### Directions
Copy every one of the records below without changing a single character.

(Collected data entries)
============

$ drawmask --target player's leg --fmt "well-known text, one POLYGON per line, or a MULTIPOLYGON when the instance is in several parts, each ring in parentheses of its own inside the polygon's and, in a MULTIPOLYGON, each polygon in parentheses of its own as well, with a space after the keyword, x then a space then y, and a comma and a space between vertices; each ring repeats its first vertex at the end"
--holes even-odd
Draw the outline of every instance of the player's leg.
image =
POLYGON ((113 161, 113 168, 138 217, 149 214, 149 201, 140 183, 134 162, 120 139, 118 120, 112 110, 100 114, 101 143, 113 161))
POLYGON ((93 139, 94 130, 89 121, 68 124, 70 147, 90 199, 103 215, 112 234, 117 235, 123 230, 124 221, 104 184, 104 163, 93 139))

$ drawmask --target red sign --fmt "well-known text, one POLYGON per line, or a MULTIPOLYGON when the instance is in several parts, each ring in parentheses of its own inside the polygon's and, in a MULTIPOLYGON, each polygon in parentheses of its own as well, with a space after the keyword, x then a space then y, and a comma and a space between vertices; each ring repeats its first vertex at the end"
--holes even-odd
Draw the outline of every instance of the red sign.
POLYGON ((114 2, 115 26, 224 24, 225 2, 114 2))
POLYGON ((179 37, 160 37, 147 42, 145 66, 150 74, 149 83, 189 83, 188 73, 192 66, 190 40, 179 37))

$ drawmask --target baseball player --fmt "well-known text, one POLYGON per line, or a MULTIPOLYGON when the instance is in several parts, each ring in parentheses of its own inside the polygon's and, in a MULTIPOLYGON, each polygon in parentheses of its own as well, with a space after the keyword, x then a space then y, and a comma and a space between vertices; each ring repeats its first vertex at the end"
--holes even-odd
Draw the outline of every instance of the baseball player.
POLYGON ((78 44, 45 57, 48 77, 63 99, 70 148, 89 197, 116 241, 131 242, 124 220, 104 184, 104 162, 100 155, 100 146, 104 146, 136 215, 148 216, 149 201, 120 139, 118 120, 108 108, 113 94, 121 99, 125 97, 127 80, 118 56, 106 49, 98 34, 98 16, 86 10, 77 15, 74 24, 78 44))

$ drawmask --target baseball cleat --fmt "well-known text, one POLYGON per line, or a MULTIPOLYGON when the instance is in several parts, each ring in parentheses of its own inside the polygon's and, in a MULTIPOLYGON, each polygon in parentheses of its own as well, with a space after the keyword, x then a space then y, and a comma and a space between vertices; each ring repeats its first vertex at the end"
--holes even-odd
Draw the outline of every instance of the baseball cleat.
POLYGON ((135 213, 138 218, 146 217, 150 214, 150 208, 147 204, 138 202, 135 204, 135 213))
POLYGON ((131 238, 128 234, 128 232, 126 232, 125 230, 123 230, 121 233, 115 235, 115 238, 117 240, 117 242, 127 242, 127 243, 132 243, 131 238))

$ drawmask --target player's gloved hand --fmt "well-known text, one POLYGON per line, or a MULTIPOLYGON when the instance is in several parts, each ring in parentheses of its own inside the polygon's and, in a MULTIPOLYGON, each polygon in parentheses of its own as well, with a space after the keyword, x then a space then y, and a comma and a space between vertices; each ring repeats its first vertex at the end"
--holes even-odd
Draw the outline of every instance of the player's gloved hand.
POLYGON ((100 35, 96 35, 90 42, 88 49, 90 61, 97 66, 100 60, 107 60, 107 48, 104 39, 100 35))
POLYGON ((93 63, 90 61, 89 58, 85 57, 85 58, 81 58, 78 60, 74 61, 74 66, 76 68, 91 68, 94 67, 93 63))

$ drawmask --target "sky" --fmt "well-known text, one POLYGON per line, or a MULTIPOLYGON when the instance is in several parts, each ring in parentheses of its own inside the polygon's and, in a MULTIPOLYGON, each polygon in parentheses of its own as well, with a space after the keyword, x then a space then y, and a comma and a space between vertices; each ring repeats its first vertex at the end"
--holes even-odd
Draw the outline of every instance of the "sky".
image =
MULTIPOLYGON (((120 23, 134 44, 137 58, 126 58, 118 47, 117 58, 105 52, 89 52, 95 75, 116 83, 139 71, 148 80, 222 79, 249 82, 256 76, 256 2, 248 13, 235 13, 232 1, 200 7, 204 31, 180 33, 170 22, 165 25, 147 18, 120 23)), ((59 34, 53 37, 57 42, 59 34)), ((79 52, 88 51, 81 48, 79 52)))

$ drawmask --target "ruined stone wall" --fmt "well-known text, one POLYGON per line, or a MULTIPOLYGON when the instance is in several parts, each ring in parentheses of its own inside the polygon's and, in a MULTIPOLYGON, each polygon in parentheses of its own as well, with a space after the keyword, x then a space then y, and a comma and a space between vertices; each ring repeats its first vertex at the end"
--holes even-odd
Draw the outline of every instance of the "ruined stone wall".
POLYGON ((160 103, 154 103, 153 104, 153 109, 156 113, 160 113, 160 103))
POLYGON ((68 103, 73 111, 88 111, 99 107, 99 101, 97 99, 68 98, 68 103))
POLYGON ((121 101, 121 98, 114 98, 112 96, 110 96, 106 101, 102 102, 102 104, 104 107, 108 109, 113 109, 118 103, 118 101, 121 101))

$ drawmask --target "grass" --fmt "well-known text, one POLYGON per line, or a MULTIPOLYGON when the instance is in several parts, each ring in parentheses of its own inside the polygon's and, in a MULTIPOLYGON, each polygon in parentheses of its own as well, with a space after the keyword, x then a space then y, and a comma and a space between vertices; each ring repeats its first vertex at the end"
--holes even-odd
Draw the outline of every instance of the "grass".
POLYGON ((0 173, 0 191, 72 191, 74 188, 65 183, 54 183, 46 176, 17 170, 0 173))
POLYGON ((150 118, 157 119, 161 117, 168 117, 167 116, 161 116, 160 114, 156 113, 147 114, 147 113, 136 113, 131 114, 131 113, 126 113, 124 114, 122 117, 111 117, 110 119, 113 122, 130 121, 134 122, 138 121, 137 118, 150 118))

============

### Task response
$ drawmask --target player's leg --fmt "well-known text, one POLYGON per line, or a MULTIPOLYGON when the instance is in several parts, each ring in parentheses of its own inside the polygon's and, in a MULTIPOLYGON, each polygon in parentheses of its own as well, with a space after the keyword, x then a space then y, and a comma and a space between vertices; each ring repeats its first vertex at the end"
--holes even-odd
Draw the outline of every instance of the player's leg.
image =
POLYGON ((113 161, 113 168, 138 217, 149 214, 149 201, 140 183, 134 162, 120 139, 118 120, 112 110, 100 114, 101 143, 113 161))
POLYGON ((93 139, 94 130, 89 121, 68 124, 70 147, 90 199, 103 215, 112 234, 117 235, 123 230, 124 221, 104 184, 104 163, 93 139))

$ drawmask --target red sign --fmt "well-known text, one POLYGON per line, or a MULTIPOLYGON when the instance is in several parts, each ring in parentheses of its own inside the polygon's and, in a MULTIPOLYGON, each polygon in parentheses of its own as well, with a space after the keyword, x then a space then y, and a comma and a space between vertices; each ring repeats its first vertex at the end"
--holes even-odd
Draw the outline of every instance of the red sign.
POLYGON ((114 2, 115 26, 224 24, 225 2, 114 2))
POLYGON ((179 37, 160 37, 147 42, 145 66, 150 74, 149 83, 189 83, 188 73, 192 66, 190 40, 179 37))

$ drawmask --target baseball player --fmt "well-known text, one POLYGON per line, or a MULTIPOLYGON when the instance is in several parts, each ring in parentheses of its own inside the polygon's and, in a MULTIPOLYGON, each polygon in parentheses of its own as well, with a space after the keyword, x then a space then y, and a comma and a space between vertices; each ring repeats its first vertex at the end"
--holes even-odd
Draw the outline of every instance of the baseball player.
POLYGON ((78 44, 45 57, 48 77, 63 99, 70 148, 89 197, 116 241, 131 242, 124 220, 104 184, 104 162, 100 155, 100 146, 104 146, 136 215, 148 216, 149 201, 120 139, 118 120, 108 108, 113 94, 121 99, 125 97, 127 80, 118 56, 106 49, 98 34, 98 16, 86 10, 77 15, 74 24, 78 44))

$ drawmask --target baseball cleat --fmt "well-known text, one POLYGON per line, or a MULTIPOLYGON when the instance is in several parts, each ring in parentheses of its own inside the polygon's and, in a MULTIPOLYGON, each polygon in parentheses of its own as well, with a space after the keyword, x then a space then y, and a comma and a space between vertices; each ring repeats its first vertex at the end"
--holes even-odd
Draw the outline of every instance of the baseball cleat.
POLYGON ((135 213, 138 218, 146 217, 150 214, 150 208, 147 204, 138 202, 135 204, 135 213))
POLYGON ((131 238, 128 234, 128 232, 126 232, 125 230, 123 230, 121 233, 115 235, 115 238, 117 240, 117 242, 127 242, 127 243, 132 243, 131 238))

$ drawmask --target player's gloved hand --fmt "well-known text, one POLYGON per line, or a MULTIPOLYGON when the instance is in several parts, each ring in parentheses of its own inside the polygon's and, in a MULTIPOLYGON, each polygon in parentheses of its own as well, with a space after the keyword, x then a space then y, and a comma and a space between vertices; each ring repeats its first vertex at the end"
--holes even-odd
Draw the outline of every instance of the player's gloved hand.
POLYGON ((100 35, 96 35, 90 42, 88 49, 90 61, 97 66, 100 60, 107 60, 107 48, 104 39, 100 35))
POLYGON ((93 63, 90 61, 89 58, 85 57, 85 58, 81 58, 78 60, 74 61, 74 66, 76 68, 91 68, 94 67, 93 63))

$ drawmask --target "sky" --fmt "well-known text, one POLYGON per line, or a MULTIPOLYGON when the instance is in several parts, each ring in parentheses of its own inside the polygon's and, in a MULTIPOLYGON, each polygon in parentheses of its own as well, with a space after the keyword, x then a space then y, and a comma and a space between vertices; each ring repeats its first vertex at the end"
--holes even-odd
Draw the outline of every instance of the "sky".
image =
MULTIPOLYGON (((120 23, 134 44, 137 58, 126 58, 118 47, 117 58, 105 52, 89 52, 95 75, 116 83, 139 71, 148 80, 222 79, 249 82, 256 76, 256 2, 248 13, 235 13, 232 1, 200 7, 204 31, 180 33, 170 22, 165 25, 147 18, 120 23)), ((59 34, 53 37, 57 42, 59 34)), ((79 52, 88 51, 81 48, 79 52)))

$ drawmask --target "ruined stone wall" --fmt "well-known text, one POLYGON per line, or a MULTIPOLYGON when the instance is in several parts, each ring in parentheses of its own inside the polygon's and, in a MULTIPOLYGON, each polygon in parentheses of its own as well, with a space after the keyword, x then a space then y, and a comma and a space between vertices; each ring repeats its first vertex at the end"
--holes even-odd
Draw the outline of every instance of the "ruined stone wall".
POLYGON ((160 103, 154 103, 153 104, 153 109, 156 113, 160 113, 160 103))
POLYGON ((68 103, 73 111, 88 111, 99 107, 99 101, 97 99, 68 98, 68 103))
POLYGON ((121 101, 121 98, 114 98, 112 96, 110 96, 106 101, 102 102, 102 104, 104 107, 108 109, 113 109, 118 103, 118 101, 121 101))

$ drawmask --target "grass" --fmt "well-known text, one POLYGON per line, or a MULTIPOLYGON when the instance is in several parts, each ring in parentheses of its own inside the polygon's and, in a MULTIPOLYGON, each polygon in parentheses of its own as well, with a space after the keyword, x then a space then y, and a comma and a space between vertices; each ring repeats its first vertex at the end"
--holes even-odd
Draw the outline of every instance of the "grass".
POLYGON ((0 173, 0 191, 72 191, 74 188, 65 183, 54 183, 46 176, 17 170, 0 173))
POLYGON ((150 118, 157 119, 161 117, 168 117, 167 116, 161 116, 160 114, 156 113, 147 114, 147 113, 136 113, 131 114, 131 113, 126 113, 124 114, 122 117, 111 117, 110 119, 113 122, 130 121, 134 122, 138 121, 137 118, 150 118))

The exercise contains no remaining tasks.